# The exercise:
Reproduce every line of the material below, but drop the pictures.

# Supplied material:
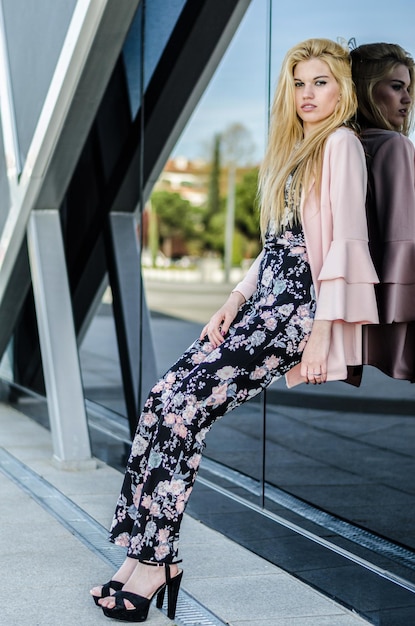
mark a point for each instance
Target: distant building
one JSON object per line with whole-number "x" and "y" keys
{"x": 187, "y": 178}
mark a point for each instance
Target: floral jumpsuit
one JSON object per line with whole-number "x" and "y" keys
{"x": 265, "y": 340}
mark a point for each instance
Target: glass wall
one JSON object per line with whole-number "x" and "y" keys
{"x": 338, "y": 456}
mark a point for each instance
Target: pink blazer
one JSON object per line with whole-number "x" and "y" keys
{"x": 335, "y": 231}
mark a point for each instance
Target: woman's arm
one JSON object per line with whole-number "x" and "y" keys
{"x": 315, "y": 354}
{"x": 219, "y": 323}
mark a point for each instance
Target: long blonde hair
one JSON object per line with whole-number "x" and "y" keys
{"x": 288, "y": 153}
{"x": 372, "y": 63}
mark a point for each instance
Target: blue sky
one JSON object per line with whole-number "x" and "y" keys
{"x": 237, "y": 92}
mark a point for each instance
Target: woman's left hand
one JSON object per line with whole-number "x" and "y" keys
{"x": 314, "y": 359}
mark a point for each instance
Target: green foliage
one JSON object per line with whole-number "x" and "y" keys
{"x": 176, "y": 216}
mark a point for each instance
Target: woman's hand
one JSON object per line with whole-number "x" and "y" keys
{"x": 314, "y": 359}
{"x": 219, "y": 323}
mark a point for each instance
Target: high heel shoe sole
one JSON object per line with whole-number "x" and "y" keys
{"x": 106, "y": 590}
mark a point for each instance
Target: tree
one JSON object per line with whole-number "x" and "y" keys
{"x": 179, "y": 222}
{"x": 238, "y": 147}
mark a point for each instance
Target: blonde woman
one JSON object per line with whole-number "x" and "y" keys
{"x": 384, "y": 77}
{"x": 297, "y": 313}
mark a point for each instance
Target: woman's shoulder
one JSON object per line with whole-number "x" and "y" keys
{"x": 343, "y": 135}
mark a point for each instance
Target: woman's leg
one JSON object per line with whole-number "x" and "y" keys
{"x": 169, "y": 443}
{"x": 233, "y": 373}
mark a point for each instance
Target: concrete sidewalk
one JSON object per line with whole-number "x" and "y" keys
{"x": 48, "y": 567}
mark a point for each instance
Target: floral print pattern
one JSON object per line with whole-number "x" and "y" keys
{"x": 265, "y": 341}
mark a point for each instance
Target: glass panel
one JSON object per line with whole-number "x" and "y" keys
{"x": 33, "y": 25}
{"x": 160, "y": 20}
{"x": 185, "y": 277}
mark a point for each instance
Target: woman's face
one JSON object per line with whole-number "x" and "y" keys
{"x": 392, "y": 96}
{"x": 316, "y": 93}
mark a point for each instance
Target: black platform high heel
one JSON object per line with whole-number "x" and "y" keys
{"x": 106, "y": 590}
{"x": 142, "y": 605}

# Solution to the problem:
mark a point for each instance
Target: distant building
one JSON object per line with whole-number "x" and "y" keys
{"x": 187, "y": 178}
mark a point for each instance
Target: floral jumpsuit
one JSON object per line with whole-number "x" and "y" keys
{"x": 265, "y": 340}
mark a point for each instance
Target: glass wall
one JSON object per line with whole-number "x" and "y" keys
{"x": 338, "y": 456}
mark a point for each instance
Target: pink blazer
one JSON object per line with whole-number "x" and "y" keys
{"x": 335, "y": 231}
mark a point for each instance
Target: woman's arm
one JSON object per line with whole-number "x" and "y" keys
{"x": 315, "y": 354}
{"x": 219, "y": 323}
mark a point for each instance
Target: long blonde hair
one JSON object per line with whole-number "x" and "y" keys
{"x": 288, "y": 153}
{"x": 372, "y": 63}
mark a point for each instance
Target: blue sky
one JSON object per line with whole-number "x" and "y" keys
{"x": 237, "y": 92}
mark a point for each instance
Target: woman's left hand
one JSON object per line with whole-number "x" and "y" keys
{"x": 314, "y": 359}
mark a point for each instance
Target: green foliage
one JSON object per line with whole-number "x" and "y" keys
{"x": 176, "y": 216}
mark a point for each instance
Target: woman's hand
one JSON object per line with whole-number "x" and "y" keys
{"x": 314, "y": 359}
{"x": 219, "y": 323}
mark a point for each instance
Target: high heel shoe sole
one JSON object per line with whole-number "x" and "y" keys
{"x": 106, "y": 590}
mark a point for each instance
Target: tree
one JSON object per line with whole-number "x" and "y" keys
{"x": 179, "y": 222}
{"x": 238, "y": 147}
mark a point for each instance
Target: blonde woman
one JSON object per line with whole-number "x" and "y" keys
{"x": 384, "y": 77}
{"x": 297, "y": 313}
mark a point for each instance
Target: woman's shoulder
one JSON object per line with whole-number "x" and "y" keys
{"x": 343, "y": 135}
mark a point for each instance
Target: woman's leg
one JSON object per line with whole-number "x" and "y" keys
{"x": 169, "y": 443}
{"x": 233, "y": 373}
mark a point for each instance
Target: concrete sidewalk
one JSON object per line with whole-number "x" and "y" keys
{"x": 48, "y": 567}
mark a point for each instance
Target: floral print pattern
one JSON object per line with whole-number "x" and "y" keys
{"x": 265, "y": 341}
mark a point for each instance
Target: glass panel
one JSON object per line with whole-number "x" and "y" keys
{"x": 33, "y": 25}
{"x": 160, "y": 20}
{"x": 185, "y": 277}
mark a point for each instance
Target: woman's face
one JSON object per line with whole-number "x" and "y" keys
{"x": 392, "y": 96}
{"x": 316, "y": 93}
mark a point for each instance
Target: black platform high heel
one JSON object per line with whole-number "x" and "y" keys
{"x": 106, "y": 590}
{"x": 142, "y": 605}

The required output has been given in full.